(Extracted data entries)
************

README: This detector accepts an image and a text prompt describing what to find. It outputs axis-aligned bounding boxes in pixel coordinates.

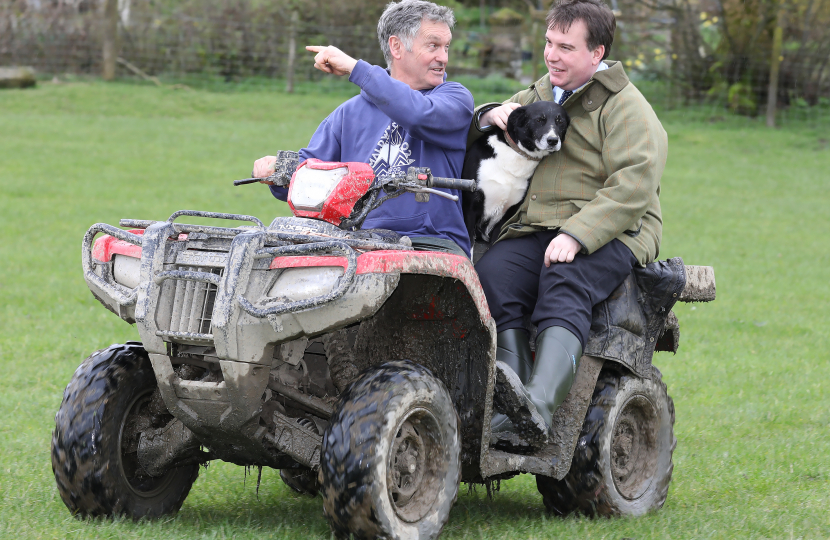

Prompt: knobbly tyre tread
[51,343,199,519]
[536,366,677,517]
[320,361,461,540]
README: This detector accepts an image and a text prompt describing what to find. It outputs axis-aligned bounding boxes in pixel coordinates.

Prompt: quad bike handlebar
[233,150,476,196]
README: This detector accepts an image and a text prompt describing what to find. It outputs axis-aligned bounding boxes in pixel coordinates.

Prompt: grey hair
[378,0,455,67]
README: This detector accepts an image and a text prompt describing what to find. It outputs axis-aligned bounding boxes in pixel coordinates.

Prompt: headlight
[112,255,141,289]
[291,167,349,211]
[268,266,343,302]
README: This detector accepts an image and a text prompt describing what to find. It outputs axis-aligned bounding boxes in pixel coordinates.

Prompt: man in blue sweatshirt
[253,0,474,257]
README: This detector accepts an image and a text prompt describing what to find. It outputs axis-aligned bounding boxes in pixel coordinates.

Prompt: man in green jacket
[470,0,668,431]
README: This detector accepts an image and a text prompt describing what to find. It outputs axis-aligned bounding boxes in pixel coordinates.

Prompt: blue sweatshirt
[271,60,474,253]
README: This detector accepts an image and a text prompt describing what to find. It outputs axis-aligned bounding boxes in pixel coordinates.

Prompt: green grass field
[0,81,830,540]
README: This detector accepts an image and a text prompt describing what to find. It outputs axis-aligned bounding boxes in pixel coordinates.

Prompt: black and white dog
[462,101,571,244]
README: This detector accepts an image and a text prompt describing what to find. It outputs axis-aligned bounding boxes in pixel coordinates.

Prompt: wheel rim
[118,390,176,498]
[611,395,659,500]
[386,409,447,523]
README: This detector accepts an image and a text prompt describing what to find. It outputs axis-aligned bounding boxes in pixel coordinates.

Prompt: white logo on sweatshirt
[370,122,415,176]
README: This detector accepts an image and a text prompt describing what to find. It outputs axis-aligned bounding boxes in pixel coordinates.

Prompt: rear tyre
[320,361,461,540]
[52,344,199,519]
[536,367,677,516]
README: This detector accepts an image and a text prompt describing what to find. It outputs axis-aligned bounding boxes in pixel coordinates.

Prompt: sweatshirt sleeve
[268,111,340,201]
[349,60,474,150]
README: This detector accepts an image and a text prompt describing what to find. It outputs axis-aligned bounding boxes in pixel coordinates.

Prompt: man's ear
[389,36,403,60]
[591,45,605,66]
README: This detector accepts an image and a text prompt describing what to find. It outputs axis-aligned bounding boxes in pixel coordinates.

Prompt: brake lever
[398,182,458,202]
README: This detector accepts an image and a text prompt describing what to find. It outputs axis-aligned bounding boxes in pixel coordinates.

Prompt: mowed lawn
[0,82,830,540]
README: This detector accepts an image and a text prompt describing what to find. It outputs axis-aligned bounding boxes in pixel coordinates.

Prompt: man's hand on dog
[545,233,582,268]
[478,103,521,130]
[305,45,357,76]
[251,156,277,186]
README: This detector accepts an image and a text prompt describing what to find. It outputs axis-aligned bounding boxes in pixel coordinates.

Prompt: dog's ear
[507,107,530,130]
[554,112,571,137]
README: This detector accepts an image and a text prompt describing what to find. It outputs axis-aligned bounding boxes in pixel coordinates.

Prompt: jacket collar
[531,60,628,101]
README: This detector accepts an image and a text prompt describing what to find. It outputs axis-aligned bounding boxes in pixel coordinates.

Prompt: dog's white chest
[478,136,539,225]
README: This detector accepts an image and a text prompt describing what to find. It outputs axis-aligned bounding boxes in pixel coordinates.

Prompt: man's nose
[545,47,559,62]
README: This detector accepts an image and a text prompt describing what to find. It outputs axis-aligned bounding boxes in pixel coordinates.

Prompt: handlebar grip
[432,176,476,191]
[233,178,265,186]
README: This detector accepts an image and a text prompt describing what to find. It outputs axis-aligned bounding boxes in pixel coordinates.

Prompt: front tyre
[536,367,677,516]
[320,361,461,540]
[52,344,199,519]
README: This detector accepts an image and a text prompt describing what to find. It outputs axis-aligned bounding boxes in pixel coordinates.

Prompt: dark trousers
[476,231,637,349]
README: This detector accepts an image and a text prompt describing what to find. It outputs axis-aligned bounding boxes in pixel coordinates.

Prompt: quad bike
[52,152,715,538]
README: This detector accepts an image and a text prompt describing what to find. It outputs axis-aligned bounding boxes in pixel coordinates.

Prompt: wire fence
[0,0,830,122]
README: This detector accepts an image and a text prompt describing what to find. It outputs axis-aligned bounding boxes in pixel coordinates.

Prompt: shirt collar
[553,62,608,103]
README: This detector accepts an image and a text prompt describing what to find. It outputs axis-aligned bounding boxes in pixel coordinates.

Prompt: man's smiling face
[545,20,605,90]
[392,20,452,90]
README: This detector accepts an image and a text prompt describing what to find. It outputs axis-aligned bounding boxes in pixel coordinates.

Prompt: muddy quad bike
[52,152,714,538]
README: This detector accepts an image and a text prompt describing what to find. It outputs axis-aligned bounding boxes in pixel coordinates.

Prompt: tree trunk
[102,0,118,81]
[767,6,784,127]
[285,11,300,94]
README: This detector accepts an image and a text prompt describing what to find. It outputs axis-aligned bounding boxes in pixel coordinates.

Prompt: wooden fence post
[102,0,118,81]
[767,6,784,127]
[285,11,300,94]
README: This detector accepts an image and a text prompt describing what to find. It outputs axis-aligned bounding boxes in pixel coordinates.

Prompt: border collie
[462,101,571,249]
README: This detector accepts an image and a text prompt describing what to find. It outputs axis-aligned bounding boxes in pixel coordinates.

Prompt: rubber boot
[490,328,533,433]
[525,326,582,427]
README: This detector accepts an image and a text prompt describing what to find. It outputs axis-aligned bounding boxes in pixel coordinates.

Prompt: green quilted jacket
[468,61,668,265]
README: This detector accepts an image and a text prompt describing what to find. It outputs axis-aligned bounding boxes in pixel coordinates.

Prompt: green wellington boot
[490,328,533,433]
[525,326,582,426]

************

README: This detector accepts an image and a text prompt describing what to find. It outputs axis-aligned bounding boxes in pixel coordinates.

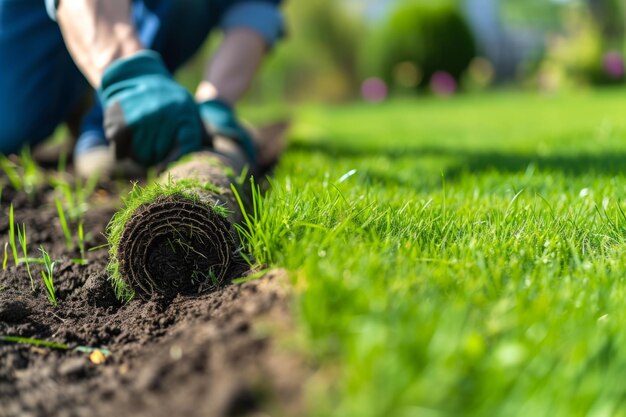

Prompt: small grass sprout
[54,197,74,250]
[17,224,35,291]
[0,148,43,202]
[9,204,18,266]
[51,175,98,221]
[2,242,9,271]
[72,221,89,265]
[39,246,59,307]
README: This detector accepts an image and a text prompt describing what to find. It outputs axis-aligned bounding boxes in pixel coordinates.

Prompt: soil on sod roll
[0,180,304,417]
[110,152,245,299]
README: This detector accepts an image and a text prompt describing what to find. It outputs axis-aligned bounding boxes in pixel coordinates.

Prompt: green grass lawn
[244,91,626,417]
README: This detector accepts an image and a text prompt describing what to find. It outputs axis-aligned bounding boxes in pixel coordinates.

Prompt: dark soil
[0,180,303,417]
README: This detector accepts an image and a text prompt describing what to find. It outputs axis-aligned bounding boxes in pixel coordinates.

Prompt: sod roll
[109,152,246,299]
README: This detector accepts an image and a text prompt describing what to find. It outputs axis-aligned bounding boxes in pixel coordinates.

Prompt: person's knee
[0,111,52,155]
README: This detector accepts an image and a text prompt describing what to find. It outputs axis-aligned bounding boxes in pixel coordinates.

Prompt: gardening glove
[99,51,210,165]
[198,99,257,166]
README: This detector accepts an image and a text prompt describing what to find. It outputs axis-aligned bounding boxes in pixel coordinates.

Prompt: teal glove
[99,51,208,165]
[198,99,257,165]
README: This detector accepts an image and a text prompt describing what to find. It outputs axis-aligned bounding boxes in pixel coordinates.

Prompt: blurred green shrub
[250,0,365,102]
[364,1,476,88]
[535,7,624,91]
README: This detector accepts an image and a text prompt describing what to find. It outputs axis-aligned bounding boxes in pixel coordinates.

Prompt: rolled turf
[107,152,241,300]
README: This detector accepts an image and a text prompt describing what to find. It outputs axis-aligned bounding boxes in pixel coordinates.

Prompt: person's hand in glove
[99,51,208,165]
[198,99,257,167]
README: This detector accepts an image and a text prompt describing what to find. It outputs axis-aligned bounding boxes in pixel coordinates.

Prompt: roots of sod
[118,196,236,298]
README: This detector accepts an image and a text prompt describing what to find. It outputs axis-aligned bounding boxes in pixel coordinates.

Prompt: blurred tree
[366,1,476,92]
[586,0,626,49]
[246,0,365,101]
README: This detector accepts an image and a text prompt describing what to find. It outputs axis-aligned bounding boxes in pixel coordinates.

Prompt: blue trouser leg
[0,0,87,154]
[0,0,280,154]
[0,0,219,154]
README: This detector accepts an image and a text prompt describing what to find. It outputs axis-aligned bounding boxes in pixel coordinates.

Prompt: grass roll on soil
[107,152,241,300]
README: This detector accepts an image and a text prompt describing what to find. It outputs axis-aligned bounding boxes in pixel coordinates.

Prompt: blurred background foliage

************

→ **SHORT TASK**: Locate each line in the items above that contains the string "tyre", with case significant, and copy those lines out.

→ **FULL ANSWER**:
Prompt: knobbly tyre tread
Prompt: rear tyre
Prompt: front tyre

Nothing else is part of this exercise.